§ Location identification entries
=-=-=

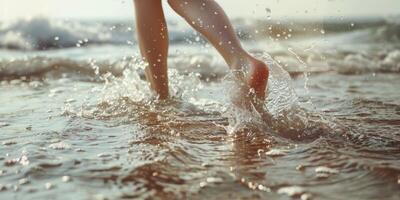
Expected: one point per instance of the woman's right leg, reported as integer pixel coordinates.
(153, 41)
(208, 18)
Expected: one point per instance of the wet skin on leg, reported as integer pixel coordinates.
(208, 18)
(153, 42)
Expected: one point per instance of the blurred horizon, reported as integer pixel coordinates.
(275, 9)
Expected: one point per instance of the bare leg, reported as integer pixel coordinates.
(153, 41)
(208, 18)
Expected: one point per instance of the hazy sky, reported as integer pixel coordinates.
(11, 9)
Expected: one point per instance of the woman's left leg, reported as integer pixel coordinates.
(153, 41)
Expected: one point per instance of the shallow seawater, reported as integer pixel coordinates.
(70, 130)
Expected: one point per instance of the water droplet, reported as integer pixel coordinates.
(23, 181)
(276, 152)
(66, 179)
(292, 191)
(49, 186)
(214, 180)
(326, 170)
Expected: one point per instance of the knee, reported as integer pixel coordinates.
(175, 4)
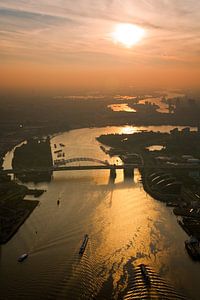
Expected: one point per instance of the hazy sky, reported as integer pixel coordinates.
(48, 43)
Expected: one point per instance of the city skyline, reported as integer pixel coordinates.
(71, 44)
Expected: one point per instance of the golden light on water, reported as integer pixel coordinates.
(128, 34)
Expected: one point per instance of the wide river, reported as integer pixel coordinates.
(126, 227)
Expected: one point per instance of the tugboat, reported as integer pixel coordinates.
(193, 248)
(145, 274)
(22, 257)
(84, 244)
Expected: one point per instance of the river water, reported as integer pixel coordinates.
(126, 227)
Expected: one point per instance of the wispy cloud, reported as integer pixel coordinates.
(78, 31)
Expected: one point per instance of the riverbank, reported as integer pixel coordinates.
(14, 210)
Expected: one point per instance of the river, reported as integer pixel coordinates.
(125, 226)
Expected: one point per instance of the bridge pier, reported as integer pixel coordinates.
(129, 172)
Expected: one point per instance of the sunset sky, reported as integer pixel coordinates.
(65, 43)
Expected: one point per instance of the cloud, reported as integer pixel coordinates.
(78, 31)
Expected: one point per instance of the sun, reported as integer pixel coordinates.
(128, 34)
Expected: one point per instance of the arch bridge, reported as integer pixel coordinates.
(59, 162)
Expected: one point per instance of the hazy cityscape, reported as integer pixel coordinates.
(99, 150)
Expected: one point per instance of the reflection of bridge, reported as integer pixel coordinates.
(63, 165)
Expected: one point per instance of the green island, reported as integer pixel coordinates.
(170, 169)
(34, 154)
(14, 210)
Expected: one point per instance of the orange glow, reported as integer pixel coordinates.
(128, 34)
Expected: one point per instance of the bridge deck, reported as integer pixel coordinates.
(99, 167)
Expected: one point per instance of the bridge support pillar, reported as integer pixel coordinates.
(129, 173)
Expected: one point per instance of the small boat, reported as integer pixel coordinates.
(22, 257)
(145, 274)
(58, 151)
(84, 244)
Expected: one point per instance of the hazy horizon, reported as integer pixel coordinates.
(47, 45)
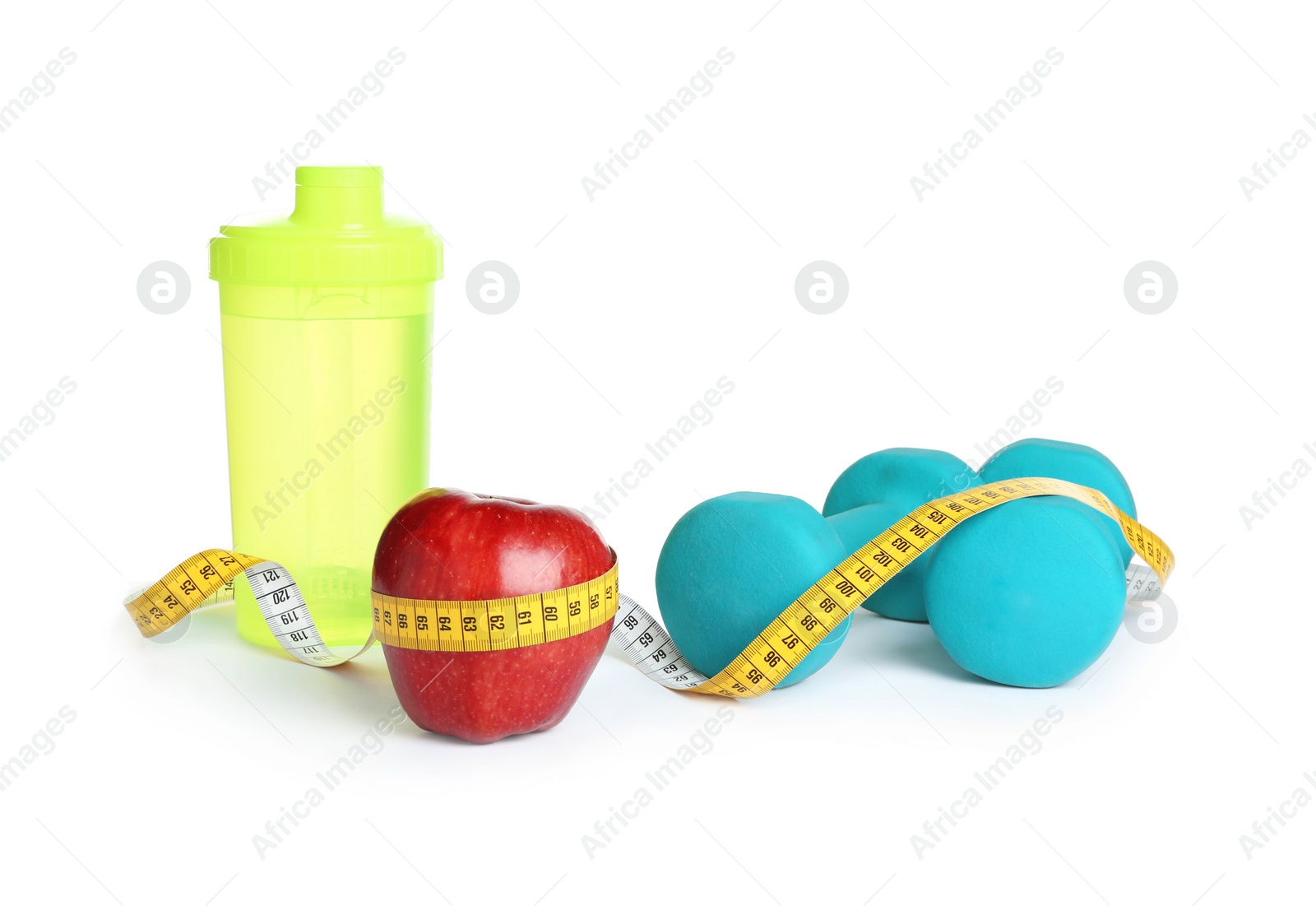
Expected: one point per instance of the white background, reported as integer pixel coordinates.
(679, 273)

=-=-=

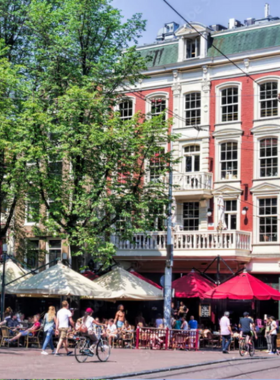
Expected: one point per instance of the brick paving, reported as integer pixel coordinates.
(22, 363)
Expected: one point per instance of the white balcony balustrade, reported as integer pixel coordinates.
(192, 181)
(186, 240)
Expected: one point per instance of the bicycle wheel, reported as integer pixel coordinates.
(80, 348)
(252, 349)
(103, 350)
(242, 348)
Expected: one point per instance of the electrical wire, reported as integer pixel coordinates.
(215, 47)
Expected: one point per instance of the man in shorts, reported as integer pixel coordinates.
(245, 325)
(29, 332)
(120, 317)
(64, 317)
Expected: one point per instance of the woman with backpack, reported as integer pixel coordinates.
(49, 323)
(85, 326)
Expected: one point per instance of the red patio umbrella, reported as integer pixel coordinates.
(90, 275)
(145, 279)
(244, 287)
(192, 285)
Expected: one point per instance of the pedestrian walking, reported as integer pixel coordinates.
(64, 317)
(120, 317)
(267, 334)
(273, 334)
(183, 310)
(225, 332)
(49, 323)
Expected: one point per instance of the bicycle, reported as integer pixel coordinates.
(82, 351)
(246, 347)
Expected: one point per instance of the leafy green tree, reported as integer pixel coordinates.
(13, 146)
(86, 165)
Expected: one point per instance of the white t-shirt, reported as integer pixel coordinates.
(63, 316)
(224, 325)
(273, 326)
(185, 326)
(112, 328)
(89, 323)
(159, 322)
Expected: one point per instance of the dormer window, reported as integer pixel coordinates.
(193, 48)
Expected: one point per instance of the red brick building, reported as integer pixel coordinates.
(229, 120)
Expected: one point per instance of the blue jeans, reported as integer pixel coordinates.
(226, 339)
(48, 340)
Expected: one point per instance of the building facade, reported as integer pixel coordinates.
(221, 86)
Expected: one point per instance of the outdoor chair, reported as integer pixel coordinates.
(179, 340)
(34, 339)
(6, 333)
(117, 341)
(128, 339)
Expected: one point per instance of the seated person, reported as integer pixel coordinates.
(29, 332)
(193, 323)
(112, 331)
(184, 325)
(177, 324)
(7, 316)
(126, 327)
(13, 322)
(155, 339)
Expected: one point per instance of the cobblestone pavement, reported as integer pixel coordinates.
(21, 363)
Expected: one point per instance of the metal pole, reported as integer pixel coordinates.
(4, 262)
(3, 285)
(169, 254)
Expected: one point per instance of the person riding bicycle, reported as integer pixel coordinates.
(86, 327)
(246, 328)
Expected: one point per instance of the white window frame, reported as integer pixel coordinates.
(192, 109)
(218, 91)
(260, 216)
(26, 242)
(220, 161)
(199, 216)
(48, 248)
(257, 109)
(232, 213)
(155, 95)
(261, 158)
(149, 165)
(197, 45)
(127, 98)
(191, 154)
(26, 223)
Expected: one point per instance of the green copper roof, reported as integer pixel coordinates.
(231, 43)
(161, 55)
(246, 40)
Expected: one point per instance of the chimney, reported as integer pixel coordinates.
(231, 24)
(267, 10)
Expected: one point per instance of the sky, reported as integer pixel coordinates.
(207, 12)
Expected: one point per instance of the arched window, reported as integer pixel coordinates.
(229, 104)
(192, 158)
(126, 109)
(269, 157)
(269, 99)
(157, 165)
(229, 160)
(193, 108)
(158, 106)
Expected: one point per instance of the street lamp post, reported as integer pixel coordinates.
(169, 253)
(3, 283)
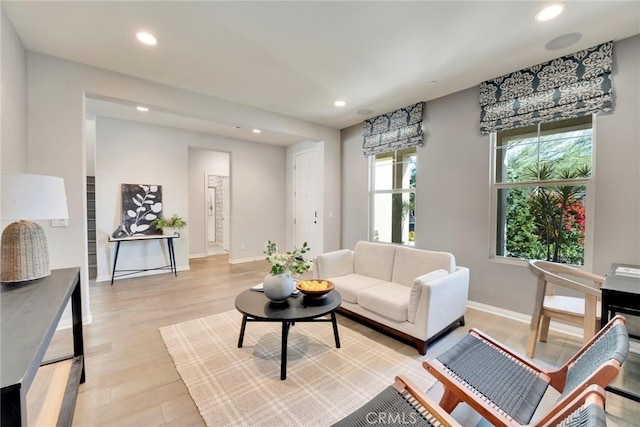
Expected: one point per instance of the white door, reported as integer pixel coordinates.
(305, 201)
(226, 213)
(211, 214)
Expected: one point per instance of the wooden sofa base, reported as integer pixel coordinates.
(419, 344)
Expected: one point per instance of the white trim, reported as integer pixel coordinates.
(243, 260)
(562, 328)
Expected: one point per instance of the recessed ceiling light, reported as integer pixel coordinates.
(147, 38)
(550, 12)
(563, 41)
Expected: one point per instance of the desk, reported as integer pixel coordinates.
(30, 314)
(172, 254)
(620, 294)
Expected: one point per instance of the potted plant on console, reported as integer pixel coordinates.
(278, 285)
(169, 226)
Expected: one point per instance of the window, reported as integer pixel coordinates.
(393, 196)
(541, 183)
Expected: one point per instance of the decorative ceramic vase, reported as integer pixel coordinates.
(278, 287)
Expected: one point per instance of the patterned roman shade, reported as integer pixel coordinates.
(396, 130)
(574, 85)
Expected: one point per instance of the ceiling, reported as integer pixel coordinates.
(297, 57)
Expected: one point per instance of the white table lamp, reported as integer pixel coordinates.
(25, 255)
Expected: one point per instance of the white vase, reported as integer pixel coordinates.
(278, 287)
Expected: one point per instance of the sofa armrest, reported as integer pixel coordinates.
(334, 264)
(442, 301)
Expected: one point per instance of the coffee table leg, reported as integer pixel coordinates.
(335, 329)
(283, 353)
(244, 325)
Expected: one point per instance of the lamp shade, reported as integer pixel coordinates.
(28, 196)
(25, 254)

=-=-=

§ What to work on
Which lines in the items above contain the word "light"? Pick out each of those lines and copy it in full.

§ Response
Expected: one point per instance of the golden light on water, reported as integer pixel coordinates.
Expected: one point per instance of the recessed ceiling light, reported as integer pixel coordinates.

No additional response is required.